Can you copy every one of the rows below, word for word, without changing anything?
***** TASK INPUT
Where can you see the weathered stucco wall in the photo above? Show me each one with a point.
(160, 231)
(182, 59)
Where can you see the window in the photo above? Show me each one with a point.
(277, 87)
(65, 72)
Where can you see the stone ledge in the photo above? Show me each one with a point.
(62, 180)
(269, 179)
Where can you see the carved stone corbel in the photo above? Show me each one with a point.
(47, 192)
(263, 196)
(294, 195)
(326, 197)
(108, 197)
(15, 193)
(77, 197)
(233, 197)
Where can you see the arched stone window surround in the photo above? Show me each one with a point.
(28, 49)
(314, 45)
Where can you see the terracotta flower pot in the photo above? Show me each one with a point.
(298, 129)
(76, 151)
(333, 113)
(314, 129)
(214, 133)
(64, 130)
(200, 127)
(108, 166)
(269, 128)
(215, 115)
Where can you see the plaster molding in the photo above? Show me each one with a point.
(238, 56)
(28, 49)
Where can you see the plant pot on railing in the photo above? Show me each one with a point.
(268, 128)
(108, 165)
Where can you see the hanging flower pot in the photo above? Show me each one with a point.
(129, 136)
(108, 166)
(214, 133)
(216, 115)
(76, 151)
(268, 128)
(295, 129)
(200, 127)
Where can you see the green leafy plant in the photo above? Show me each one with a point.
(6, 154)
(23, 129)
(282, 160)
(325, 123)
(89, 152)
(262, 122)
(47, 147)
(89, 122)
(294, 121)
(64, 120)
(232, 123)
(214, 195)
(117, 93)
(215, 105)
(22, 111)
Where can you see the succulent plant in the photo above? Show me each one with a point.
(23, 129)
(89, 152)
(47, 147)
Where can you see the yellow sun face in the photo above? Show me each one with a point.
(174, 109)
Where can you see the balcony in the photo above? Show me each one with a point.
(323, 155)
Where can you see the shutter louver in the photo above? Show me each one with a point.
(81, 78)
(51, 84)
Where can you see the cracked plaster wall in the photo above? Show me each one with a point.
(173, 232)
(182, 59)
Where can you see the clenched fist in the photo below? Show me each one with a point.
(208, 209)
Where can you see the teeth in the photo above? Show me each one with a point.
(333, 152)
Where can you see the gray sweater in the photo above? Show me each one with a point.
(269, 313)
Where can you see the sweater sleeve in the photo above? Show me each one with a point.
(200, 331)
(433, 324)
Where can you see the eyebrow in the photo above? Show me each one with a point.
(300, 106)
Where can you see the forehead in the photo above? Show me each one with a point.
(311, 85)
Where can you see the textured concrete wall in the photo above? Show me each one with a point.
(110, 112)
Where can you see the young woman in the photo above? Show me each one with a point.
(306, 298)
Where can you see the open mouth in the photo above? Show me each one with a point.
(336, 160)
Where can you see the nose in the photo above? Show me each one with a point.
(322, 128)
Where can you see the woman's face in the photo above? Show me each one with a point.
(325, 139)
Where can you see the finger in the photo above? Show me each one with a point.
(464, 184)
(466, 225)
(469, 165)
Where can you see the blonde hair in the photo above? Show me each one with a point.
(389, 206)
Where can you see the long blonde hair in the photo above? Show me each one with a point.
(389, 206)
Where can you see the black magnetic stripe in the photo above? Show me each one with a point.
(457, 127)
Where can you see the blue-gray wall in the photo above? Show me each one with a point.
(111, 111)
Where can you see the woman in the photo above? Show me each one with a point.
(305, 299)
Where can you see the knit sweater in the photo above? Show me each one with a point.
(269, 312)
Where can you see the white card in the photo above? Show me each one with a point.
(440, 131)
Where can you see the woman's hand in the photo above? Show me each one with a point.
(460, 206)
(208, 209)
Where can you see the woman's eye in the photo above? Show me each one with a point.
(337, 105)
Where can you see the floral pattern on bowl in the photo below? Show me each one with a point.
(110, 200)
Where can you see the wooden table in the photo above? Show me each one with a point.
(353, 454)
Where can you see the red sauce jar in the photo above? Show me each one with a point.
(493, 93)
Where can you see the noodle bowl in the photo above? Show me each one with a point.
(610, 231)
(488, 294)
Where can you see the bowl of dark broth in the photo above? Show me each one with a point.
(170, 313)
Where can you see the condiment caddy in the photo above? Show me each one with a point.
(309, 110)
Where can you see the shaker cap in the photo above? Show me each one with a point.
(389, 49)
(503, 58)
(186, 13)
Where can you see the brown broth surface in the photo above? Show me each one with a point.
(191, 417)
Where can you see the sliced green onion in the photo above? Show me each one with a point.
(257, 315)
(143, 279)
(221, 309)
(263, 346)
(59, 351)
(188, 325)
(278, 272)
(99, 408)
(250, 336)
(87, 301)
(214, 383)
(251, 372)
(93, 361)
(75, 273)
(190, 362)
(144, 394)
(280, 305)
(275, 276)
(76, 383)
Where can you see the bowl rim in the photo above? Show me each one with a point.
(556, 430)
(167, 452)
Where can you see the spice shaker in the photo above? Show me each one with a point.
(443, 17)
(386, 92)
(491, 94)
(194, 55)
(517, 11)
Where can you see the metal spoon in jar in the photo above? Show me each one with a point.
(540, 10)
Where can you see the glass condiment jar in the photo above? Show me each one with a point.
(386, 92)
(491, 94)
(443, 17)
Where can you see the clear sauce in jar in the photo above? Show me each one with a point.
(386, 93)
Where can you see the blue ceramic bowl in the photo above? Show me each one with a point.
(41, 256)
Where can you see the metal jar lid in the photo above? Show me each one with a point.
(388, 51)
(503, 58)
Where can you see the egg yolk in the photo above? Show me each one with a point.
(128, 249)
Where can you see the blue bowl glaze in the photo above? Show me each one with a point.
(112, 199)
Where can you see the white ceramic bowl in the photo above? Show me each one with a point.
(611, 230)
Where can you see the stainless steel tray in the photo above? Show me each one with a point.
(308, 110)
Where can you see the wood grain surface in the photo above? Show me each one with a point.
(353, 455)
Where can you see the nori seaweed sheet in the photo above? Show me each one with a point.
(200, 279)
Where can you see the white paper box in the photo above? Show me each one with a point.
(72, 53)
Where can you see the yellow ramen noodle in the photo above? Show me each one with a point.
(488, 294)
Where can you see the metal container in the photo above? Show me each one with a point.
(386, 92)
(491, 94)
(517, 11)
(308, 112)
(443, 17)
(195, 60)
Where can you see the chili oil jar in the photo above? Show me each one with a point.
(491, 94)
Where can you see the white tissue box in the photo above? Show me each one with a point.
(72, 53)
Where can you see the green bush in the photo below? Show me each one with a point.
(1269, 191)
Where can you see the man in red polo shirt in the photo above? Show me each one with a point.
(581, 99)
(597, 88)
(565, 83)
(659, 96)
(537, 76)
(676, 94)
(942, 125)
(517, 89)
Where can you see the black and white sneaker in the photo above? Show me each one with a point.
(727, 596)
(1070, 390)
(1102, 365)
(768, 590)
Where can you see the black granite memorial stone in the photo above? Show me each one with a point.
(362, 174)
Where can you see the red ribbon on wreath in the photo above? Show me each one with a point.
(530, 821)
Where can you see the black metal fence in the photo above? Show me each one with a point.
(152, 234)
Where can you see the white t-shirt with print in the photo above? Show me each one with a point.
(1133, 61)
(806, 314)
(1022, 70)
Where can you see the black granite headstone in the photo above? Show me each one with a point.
**********
> _SOLUTION FOR THIS EXERCISE_:
Where can you see the weathered stucco wall in the photo above? Show me each one with a point.
(160, 231)
(182, 59)
Where can you see the window in the photo above? Show me each one with a point.
(277, 87)
(65, 72)
Where can you see the stone ledge in the photo above? Show me each one with a point.
(62, 180)
(269, 179)
Where can you see the carved stone corbel in the photo above? Show me each one with a point.
(47, 192)
(263, 196)
(294, 195)
(326, 197)
(108, 197)
(15, 193)
(77, 197)
(233, 197)
Where can you see the arched stone window surround in the photo above? Show me each one with a point.
(28, 49)
(314, 45)
Where can you see the terracotta flower pot in the photo above? Show me each one with a point.
(298, 129)
(76, 151)
(333, 113)
(314, 129)
(214, 133)
(64, 130)
(200, 127)
(108, 166)
(269, 128)
(215, 115)
Where can you see the plaster molding in the photo above? Show me each one with a point.
(238, 56)
(28, 49)
Where can you see the plant pot on railing in the photo above? Show me each one with a point.
(268, 128)
(108, 165)
Where can you see the hanging flower pot in the photo above? Show me each one with a point.
(129, 136)
(108, 166)
(214, 133)
(216, 115)
(76, 151)
(268, 128)
(295, 129)
(200, 127)
Where can you see the green leafy plant in the photo above? Show me each one with a point.
(6, 154)
(23, 129)
(282, 160)
(325, 123)
(89, 152)
(262, 122)
(47, 147)
(89, 122)
(294, 121)
(64, 120)
(232, 123)
(214, 195)
(117, 93)
(215, 105)
(22, 111)
Where can you see the succulent plant in the photo above? Show me each one with a point.
(23, 129)
(89, 152)
(47, 147)
Where can you see the yellow sun face in the photo above? Show me each one with a point.
(174, 109)
Where can you see the balcony in the photo above? Show me each one with a point.
(323, 155)
Where can you see the shutter louver in the photo above? Show me each one with a point.
(81, 78)
(51, 84)
Where can you see the cracked plaster wall in the photo above? Show me each one with a point.
(173, 232)
(182, 59)
Where can you see the clenched fist in the photo below? Show me each one with a point.
(208, 209)
Where can you see the teeth in the photo above? Show me each one with a point.
(333, 152)
Where can you see the gray sweater in the photo above? Show me each one with a point.
(269, 313)
Where can you see the sweater sleeve in the photo above? Show me each one with a point.
(200, 331)
(433, 324)
Where can you see the eyebrow in the photo above? Show me each one with a point.
(300, 106)
Where can you see the forehead in the photo above? Show me each one with a point.
(311, 85)
Where can you see the textured concrete wall in the photo above? Show me each one with a point.
(110, 112)
Where can you see the young woman in the photo above? Show me each one with a point.
(306, 298)
Where can you see the open mouth in the photo above? Show me each one with a point.
(336, 160)
Where can you see the nose in the photo above? Show me each one with a point.
(322, 128)
Where can you see the woman's face in the photo above? Show me each one with a point.
(325, 139)
Where can you see the finger in the photo above? Show me each one with a point.
(464, 184)
(466, 225)
(469, 165)
Where can you see the blonde hair in the photo above? Show me each one with a point.
(389, 206)
Where can you see the long blonde hair in the photo above? Show me each one with a point.
(389, 206)
Where can you see the black magnetic stripe in the photo above? Show me each one with a point.
(457, 127)
Where can you see the blue-gray wall in the photo above? Show me each one with a point.
(111, 111)
Where can you see the woman in the photo above? Show me each one with a point.
(305, 299)
Where can you see the knit sweater in the photo above? Show me each one with a point.
(269, 312)
Where can you see the white card in the photo above? Show me each one with a point.
(440, 131)
Where can you see the woman's hand in the photo above? Show me each one with a point.
(460, 206)
(208, 209)
Where can you see the woman's eye in the photo above? Show me each one with a point.
(337, 105)
Where can you see the floral pattern on bowl in the photo below? Show me each one with a point.
(110, 200)
Where can you see the wooden table in the photo above? Show me each one with a point.
(353, 454)
Where can you see the red sauce jar in the photo above? Show me each one with a point.
(493, 93)
Where can you see the noodle bowl in the photo above? Show me each one with a point.
(610, 231)
(488, 294)
Where can you see the bowl of dark broth in the photo above? Show me each one with a point.
(170, 313)
Where can you see the condiment caddy in the photo above? Show me each one with a point.
(309, 110)
Where can you see the shaker cap in the photo above? Show me each one with a point.
(389, 49)
(503, 58)
(186, 13)
Where can you see the brown broth surface in the photo above? Show me each one with a point.
(191, 417)
Where can you see the sliced green onion in the photo above? Show me each one with a point.
(257, 315)
(143, 279)
(221, 309)
(263, 346)
(59, 351)
(188, 325)
(278, 272)
(99, 408)
(250, 336)
(87, 301)
(214, 383)
(251, 372)
(93, 361)
(75, 273)
(190, 362)
(144, 394)
(280, 305)
(275, 276)
(76, 383)
Where can you see the bowl rim in the photo above? Show me each one with a point.
(556, 430)
(167, 452)
Where can you see the spice shaker in the photo above? Show me each one with a point.
(443, 17)
(386, 92)
(491, 94)
(194, 55)
(517, 11)
Where can you see the metal spoon in jar in the photo above? Show me each one with a point.
(540, 10)
Where can you see the glass condiment jar in the photo above? Show me each one with a point.
(386, 92)
(491, 94)
(443, 17)
Where can you see the clear sauce in jar in the photo above? Show me each one with a point.
(386, 93)
Where can you see the blue ceramic bowl in the photo above? Show me each one with a point.
(41, 256)
Where can you see the metal jar lid in the photo above? Show me each one with a point.
(388, 51)
(503, 58)
Where can you see the egg yolk in the photo above? Show me each one with a point.
(128, 249)
Where can you see the blue bowl glaze in the photo above? Show me each one with a point.
(112, 199)
Where can you see the white ceramic bowl in the photo above? Show me each one with a point.
(611, 230)
Where can you see the stainless steel tray in the photo above? Show me each one with a point.
(308, 110)
Where can you see the wood grain surface in the photo above? Show me each one with a point.
(353, 455)
Where can you see the nori seaweed sheet in the photo above? Show me each one with a point.
(200, 279)
Where can you see the white paper box in the photo above? Show me each one with a point.
(72, 53)
Where can you see the yellow ramen noodle in the photo above? Show me each one with a point.
(488, 294)
Where can you see the metal container in the photo above? Show me each one with a point.
(386, 92)
(491, 94)
(517, 11)
(308, 112)
(443, 17)
(195, 60)
Where can you see the chili oil jar in the photo above? Show me each one with a point.
(491, 94)
Where can you see the white tissue box in the photo above? Show me each one with a point.
(72, 53)
Where can you see the green bush in the photo below? Show me each one with a point.
(1269, 191)
Where can you see the man in red polo shirt in the photo above? Show me each one with a point.
(581, 99)
(597, 88)
(565, 83)
(659, 96)
(537, 76)
(676, 94)
(942, 125)
(517, 89)
Where can you see the black and white sneaker in the photo above? Show me each one with a point.
(727, 596)
(1070, 390)
(1102, 365)
(768, 590)
Where can you see the black granite memorial stone in the photo above? Show me each one with a point.
(362, 174)
Where can you see the red ribbon on wreath in the photo above? Show me each one with a point.
(530, 821)
Where can you see the black metal fence in the photo above? Show me each one with a point.
(152, 234)
Where can you see the white t-shirt with print in the photo above? Show me each one with a point.
(1133, 61)
(806, 314)
(1022, 70)
Where can you see the black granite headstone in the photo above? Show me each one with a point.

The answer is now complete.